BGH: Facebooks Regeln zu "Hassrede" sind unwirksam

Soziale Netzwerke wie Facebook oder Twitter stellen für die Nutzung ihrer Plattformen Regeln auf, darunter auch solche zum Umgang mit sog. Hassrede („Hate Speech“). Verstöße gegen die Regeln sanktioniert Facebook u.a. mit der Löschung von Beiträgen und in Einzelfällen auch mit vorübergehenden oder permanenten Account-Sperrungen. In gleich zwei solchen Fällen hat nun der Bundesgerichtshof (BGH) dazu geurteilt, ob Facebook unter Berücksichtigung der Meinungsfreiheit Inhalte löschen darf, die zwar nicht strafbar sind, aber gegen die Gemeinschaftsstandards verstoßen.

In dem Verfahren ging es um die Klagen von zwei Facebook-Nutzern,  deren Beiträge wegen abschätziger Äußerungen über Muslime und Zugewanderte gelöscht wurden. Facebook hatte die Accounts außerdem für 3 bzw. 30 Tage gesperrt. Die Kläger wollten die Freischaltung der gelöschten Beiträge erreichen sowie Facebook zur Unterlassung einer erneuten Kontosperre verpflichten lassen. Das LG Regensburg und das OLG Nürnberg haben die Klagen in den Vorinstanzen im Wesentlichen abgewiesen.
***
→ ARBEITSAUFTRAG 1
Für wie viele Tage hatte Facebook laut dem Textauszug die Accounts der beiden Kläger gesperrt?
→ ARBEITSAUFTRAG 2
Sammle aus den Datensätzen jede Zeile, in der das Wort „dirt“ vorkommt.
Die Datensätze haben mit dem Textauszug nichts zu tun.

Datensätze zum Zeigen auf benannte Objekte:
***
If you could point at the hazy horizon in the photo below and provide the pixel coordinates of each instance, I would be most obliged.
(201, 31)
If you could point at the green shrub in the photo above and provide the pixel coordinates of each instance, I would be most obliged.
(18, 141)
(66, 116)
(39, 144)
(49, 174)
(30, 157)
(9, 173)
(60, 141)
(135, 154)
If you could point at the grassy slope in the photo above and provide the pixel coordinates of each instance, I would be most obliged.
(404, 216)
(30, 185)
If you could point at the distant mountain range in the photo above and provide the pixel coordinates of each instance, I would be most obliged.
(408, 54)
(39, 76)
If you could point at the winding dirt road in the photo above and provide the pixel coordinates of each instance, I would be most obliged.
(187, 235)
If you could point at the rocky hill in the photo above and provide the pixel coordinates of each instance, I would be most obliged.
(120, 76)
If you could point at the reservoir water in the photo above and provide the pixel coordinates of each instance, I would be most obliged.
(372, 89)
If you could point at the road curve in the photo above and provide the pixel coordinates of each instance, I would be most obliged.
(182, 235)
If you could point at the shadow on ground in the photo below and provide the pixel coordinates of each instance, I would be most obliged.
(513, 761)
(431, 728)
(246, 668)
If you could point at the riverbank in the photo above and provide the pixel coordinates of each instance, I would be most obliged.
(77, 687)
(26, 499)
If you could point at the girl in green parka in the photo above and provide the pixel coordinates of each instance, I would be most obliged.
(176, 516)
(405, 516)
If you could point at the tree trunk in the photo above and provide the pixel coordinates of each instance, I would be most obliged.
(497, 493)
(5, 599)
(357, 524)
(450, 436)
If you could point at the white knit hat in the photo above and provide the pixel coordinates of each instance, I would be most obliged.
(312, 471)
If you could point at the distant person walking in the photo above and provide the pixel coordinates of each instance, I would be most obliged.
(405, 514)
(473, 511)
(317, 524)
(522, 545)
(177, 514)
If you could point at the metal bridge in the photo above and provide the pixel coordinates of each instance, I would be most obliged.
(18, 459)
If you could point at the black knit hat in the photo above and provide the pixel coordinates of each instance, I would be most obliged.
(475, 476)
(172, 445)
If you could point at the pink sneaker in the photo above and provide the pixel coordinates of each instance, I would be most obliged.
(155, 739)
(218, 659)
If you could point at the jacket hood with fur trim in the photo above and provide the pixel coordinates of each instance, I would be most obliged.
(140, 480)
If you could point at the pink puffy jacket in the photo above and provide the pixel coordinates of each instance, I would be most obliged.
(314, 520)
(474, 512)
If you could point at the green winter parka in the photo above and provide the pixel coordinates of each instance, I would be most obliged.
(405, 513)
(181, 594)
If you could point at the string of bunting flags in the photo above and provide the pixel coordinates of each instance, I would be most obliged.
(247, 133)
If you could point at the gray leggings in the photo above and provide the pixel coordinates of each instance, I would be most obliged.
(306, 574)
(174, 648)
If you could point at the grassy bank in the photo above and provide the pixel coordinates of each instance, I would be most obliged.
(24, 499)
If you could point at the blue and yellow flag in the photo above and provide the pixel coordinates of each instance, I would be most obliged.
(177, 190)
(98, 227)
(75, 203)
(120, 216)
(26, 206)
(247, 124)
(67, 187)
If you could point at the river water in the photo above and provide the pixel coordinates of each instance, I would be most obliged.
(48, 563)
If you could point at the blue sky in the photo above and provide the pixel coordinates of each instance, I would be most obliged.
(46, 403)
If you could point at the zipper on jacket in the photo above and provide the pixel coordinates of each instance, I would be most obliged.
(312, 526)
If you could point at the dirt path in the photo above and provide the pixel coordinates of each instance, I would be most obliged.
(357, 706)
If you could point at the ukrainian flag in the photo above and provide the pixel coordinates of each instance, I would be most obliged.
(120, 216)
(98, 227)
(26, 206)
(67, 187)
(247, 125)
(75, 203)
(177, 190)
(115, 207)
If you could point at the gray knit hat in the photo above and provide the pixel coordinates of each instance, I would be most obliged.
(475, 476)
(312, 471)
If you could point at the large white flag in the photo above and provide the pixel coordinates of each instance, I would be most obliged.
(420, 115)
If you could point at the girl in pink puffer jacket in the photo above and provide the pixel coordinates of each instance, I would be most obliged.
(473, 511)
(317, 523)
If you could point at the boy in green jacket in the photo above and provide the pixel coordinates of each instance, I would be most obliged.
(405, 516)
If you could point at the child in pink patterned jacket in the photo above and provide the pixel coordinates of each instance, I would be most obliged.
***
→ RICHTIGE ANTWORT 1
Für 3 bzw. 30 Tage.

→ RICHTIGE ANTWORT 2
If you could point at the winding dirt road in the photo above and provide the pixel coordinates of each instance, I would be most obliged.
If you could point at the dirt path in the photo above and provide the pixel coordinates of each instance, I would be most obliged.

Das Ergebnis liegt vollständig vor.